Start of Supplied data
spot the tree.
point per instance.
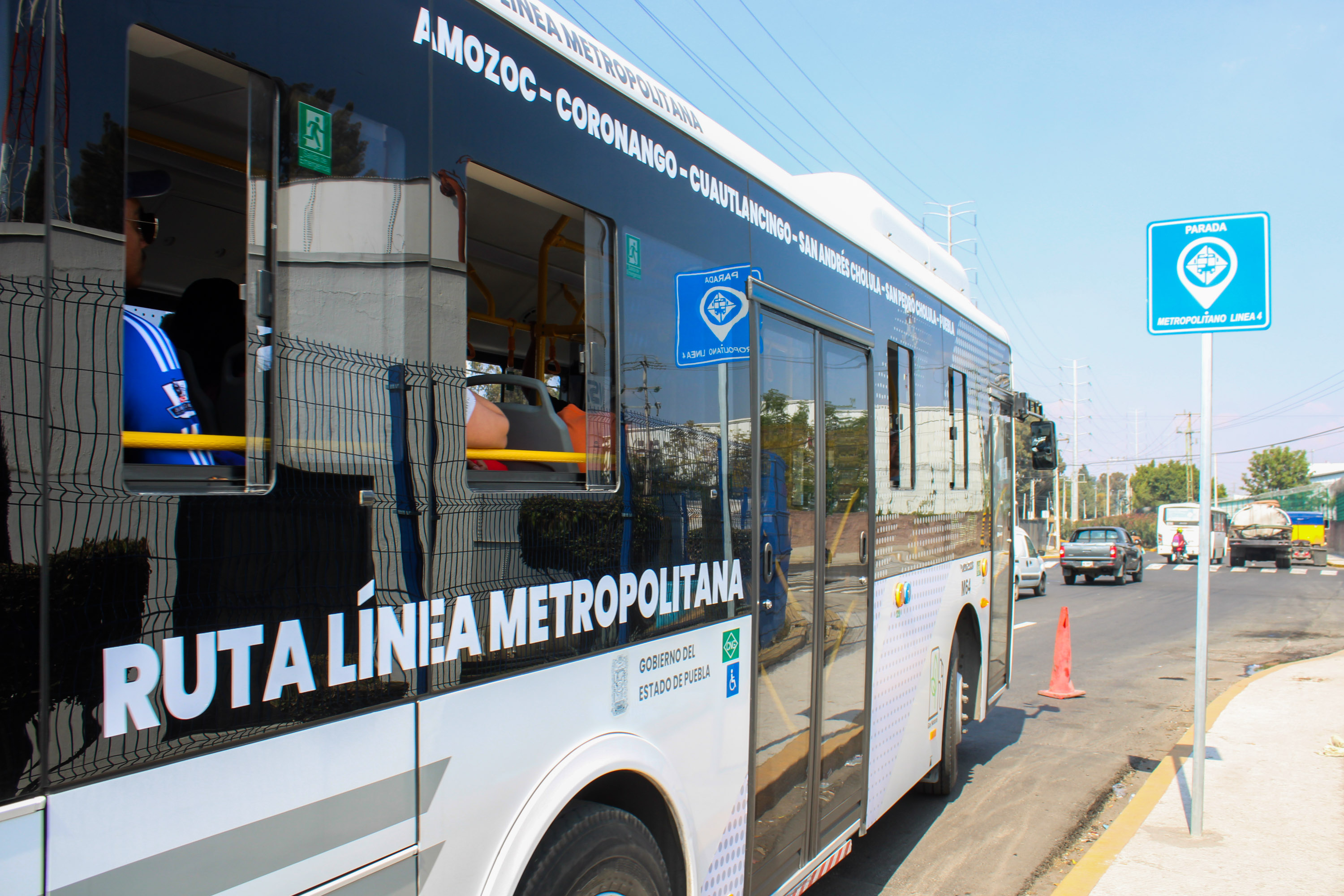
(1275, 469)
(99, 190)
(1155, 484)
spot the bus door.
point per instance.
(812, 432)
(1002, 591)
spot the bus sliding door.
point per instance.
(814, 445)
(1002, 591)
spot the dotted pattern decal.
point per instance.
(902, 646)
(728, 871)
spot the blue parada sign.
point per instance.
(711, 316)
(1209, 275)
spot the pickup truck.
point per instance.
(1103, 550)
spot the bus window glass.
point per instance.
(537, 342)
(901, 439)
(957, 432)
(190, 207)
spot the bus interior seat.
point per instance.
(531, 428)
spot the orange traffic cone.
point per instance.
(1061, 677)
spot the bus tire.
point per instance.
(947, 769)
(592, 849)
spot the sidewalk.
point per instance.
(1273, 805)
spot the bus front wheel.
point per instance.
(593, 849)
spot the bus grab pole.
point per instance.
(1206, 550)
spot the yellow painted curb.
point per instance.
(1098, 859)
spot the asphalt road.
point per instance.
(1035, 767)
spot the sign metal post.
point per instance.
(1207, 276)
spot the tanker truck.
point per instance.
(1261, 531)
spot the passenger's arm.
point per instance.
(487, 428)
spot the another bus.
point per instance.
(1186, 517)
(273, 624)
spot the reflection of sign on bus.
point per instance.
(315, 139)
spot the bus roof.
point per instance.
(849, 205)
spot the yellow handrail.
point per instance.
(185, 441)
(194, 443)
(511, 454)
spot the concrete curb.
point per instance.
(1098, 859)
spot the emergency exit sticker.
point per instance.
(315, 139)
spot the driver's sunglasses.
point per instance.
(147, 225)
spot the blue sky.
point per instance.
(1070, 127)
End of Supplied data
Across the listing, tally every line that includes the word "blue" and supply the total alone.

**Answer**
2